[What is asked] Starting with the line that contains "Pick out the recessed" and going on through the end of the records, output each line as a string in a JSON list, one string per line, leaving out blank lines.

++++++

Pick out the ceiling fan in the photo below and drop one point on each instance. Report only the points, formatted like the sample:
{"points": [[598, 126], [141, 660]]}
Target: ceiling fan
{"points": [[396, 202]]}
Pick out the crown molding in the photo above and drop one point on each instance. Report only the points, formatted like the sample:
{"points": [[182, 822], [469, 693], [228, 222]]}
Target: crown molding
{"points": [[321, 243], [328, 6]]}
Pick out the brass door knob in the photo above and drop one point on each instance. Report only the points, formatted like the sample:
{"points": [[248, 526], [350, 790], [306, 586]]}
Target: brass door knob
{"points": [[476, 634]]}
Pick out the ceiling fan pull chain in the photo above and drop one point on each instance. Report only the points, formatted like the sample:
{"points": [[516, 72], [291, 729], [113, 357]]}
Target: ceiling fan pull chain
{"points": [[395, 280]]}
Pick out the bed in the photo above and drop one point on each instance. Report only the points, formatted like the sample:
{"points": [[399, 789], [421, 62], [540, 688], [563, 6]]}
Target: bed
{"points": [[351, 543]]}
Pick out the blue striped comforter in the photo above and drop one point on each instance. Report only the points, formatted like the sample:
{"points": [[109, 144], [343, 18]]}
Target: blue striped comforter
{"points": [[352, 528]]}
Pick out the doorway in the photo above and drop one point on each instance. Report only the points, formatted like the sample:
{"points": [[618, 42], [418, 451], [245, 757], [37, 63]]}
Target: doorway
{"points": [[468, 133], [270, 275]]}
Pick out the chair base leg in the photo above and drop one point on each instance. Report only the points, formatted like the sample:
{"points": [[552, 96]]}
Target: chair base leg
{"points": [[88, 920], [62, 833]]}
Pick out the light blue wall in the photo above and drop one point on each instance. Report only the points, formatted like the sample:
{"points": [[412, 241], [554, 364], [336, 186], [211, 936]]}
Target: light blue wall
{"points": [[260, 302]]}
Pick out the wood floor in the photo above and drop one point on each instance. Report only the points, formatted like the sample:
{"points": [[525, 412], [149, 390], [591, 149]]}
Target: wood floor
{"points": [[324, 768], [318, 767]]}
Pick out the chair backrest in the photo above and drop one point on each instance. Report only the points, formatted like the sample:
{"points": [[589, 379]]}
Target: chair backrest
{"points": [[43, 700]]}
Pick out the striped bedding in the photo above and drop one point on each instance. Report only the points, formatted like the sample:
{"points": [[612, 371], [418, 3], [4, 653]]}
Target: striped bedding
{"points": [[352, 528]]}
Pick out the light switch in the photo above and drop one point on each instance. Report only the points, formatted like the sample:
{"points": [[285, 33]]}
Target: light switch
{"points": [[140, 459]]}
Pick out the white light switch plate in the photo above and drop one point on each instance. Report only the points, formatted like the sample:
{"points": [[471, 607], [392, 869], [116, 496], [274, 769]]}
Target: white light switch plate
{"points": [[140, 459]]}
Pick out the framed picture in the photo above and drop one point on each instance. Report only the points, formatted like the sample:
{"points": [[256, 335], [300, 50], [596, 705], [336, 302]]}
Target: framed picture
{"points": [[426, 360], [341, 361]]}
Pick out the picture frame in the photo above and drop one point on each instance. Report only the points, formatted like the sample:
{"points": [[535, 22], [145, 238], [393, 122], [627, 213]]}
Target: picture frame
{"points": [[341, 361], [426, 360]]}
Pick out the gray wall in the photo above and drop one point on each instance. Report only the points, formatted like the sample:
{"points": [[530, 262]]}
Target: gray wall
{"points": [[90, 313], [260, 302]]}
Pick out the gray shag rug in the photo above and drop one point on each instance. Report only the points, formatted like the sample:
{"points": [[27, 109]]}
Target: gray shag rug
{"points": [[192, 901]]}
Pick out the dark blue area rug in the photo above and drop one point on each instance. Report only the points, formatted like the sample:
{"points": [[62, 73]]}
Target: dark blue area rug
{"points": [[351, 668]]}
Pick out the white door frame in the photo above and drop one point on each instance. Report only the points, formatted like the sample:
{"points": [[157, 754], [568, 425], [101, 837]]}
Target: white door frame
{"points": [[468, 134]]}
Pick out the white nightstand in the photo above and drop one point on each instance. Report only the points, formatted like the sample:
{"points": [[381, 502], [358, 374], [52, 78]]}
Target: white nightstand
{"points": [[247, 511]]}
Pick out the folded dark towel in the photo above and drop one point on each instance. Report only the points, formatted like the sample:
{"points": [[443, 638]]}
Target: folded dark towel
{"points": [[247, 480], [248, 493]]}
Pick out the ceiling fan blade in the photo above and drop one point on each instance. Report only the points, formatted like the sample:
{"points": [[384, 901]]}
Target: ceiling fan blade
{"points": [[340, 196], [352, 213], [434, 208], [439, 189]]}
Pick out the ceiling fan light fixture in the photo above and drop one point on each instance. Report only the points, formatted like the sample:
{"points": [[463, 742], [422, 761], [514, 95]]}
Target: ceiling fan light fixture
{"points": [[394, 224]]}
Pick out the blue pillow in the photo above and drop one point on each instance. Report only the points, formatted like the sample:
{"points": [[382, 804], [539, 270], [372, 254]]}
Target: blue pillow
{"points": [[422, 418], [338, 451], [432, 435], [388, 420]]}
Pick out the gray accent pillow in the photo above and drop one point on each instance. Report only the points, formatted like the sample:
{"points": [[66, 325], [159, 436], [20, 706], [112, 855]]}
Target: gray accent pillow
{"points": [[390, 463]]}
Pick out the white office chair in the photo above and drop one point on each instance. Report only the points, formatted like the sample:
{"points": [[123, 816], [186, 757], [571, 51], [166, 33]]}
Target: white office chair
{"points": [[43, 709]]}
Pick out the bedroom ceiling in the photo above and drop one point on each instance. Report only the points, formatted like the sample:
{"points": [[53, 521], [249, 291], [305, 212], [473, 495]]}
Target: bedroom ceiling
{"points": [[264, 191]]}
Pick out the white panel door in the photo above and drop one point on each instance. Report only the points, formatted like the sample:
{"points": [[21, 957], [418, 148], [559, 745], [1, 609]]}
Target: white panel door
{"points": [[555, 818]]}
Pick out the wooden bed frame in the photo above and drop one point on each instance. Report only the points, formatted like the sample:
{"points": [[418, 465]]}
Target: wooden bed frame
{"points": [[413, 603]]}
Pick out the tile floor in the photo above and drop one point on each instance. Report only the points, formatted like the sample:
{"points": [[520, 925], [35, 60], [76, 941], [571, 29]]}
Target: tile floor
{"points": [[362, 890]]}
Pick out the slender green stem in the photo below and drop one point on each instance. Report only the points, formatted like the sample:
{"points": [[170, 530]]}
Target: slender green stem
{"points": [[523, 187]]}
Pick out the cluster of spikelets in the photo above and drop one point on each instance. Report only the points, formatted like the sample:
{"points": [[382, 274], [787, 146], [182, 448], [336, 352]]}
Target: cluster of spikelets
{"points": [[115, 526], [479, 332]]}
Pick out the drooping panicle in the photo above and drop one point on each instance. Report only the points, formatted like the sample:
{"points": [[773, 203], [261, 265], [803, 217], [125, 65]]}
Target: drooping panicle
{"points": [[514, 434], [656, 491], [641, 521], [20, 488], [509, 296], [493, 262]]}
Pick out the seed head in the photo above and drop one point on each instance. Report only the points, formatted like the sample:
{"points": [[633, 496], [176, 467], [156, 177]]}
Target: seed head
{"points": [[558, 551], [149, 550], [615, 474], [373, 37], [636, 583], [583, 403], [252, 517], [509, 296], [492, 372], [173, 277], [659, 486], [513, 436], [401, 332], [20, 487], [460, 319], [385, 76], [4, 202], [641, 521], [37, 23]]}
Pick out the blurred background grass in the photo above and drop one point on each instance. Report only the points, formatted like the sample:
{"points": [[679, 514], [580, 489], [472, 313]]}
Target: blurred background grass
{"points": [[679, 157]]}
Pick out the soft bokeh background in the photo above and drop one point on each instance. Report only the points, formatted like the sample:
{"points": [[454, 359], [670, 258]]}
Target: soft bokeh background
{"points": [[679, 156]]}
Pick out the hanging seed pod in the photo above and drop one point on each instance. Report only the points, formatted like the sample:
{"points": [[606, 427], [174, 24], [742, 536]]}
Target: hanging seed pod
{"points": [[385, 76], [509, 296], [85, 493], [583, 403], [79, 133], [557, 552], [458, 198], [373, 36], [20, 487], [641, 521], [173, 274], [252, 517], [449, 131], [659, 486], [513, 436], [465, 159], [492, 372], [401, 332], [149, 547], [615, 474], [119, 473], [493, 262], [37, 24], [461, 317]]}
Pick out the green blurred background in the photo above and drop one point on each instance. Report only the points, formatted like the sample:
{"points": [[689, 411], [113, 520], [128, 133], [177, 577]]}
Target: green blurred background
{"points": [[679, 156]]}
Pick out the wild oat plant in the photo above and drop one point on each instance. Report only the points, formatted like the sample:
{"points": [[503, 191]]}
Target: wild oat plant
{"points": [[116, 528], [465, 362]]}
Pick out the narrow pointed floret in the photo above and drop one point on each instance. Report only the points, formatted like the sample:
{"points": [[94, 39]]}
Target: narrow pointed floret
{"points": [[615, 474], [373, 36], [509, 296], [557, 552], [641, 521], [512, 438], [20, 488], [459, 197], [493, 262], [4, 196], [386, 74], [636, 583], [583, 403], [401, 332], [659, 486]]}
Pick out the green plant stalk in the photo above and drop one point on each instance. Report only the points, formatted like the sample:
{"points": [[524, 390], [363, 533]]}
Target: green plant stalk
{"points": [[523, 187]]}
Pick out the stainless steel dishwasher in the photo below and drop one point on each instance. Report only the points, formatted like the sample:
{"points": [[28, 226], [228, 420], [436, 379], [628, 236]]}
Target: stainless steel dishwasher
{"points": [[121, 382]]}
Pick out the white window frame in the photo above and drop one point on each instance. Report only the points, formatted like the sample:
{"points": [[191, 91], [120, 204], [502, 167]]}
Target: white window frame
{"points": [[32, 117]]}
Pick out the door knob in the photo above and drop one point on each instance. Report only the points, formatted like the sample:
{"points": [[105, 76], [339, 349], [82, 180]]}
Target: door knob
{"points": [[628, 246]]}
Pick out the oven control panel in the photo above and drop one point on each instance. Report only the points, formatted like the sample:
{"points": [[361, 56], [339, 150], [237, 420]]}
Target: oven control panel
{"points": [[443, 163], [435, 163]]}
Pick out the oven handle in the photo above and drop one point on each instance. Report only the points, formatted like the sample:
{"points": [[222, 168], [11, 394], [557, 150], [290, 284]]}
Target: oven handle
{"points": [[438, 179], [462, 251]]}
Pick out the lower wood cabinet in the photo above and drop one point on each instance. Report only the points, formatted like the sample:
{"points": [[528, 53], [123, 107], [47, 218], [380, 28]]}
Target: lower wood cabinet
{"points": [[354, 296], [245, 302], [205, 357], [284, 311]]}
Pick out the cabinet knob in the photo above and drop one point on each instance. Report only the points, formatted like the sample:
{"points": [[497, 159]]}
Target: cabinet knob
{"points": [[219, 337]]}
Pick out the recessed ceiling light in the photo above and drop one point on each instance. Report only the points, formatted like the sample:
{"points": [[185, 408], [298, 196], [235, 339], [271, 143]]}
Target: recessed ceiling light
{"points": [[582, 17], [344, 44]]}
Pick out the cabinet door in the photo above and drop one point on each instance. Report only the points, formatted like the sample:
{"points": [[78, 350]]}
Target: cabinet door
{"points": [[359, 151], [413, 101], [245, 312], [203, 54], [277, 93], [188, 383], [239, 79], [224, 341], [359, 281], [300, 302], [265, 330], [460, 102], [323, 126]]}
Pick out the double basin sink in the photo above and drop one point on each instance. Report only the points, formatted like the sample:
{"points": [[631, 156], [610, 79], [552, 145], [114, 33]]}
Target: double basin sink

++++++

[Answer to this exercise]
[
  "Pick out the recessed ceiling light in the photo above and drop one point on each instance. Report only the points, formatted like the sample:",
  "{\"points\": [[185, 408], [298, 196], [235, 339], [271, 143]]}",
  "Target: recessed ceiling light",
  "{\"points\": [[582, 17], [344, 44]]}",
  "Pick out the cabinet door in the photo above and drop one point on each instance. Report only the points, formatted like the sample:",
  "{\"points\": [[78, 350]]}",
  "Target: cabinet door",
  "{\"points\": [[359, 151], [413, 101], [245, 312], [203, 54], [277, 93], [188, 383], [239, 79], [224, 341], [359, 281], [300, 302], [265, 330], [460, 102], [323, 126]]}",
  "Pick out the double basin sink in the photo above and drop one point on each instance. Report only the points, formatted like the sample:",
  "{\"points\": [[631, 156], [610, 79], [552, 145], [114, 33]]}",
  "Target: double basin sink"
]